Could you recast every row below as a JSON list of strings, with one string per line and blank lines left out?

Excerpts from a detection dataset:

━━━━━━━━━━

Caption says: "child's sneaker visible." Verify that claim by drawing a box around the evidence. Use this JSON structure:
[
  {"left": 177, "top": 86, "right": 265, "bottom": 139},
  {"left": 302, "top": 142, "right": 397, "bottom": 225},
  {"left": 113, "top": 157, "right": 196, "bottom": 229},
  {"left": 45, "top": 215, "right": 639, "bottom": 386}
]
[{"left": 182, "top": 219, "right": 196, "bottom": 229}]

━━━━━━━━━━

- _REPLY TO THE EXERCISE_:
[
  "Caption says: \"child's sneaker visible.\" Verify that claim by drawing a box around the evidence. Use this JSON structure:",
  "[",
  "  {\"left\": 177, \"top\": 86, \"right\": 265, \"bottom\": 139},",
  "  {\"left\": 302, \"top\": 142, \"right\": 397, \"bottom\": 225},",
  "  {\"left\": 113, \"top\": 157, \"right\": 196, \"bottom\": 229},",
  "  {\"left\": 45, \"top\": 215, \"right\": 639, \"bottom\": 386}",
  "]",
  "[{\"left\": 182, \"top\": 219, \"right\": 196, \"bottom\": 229}]"
]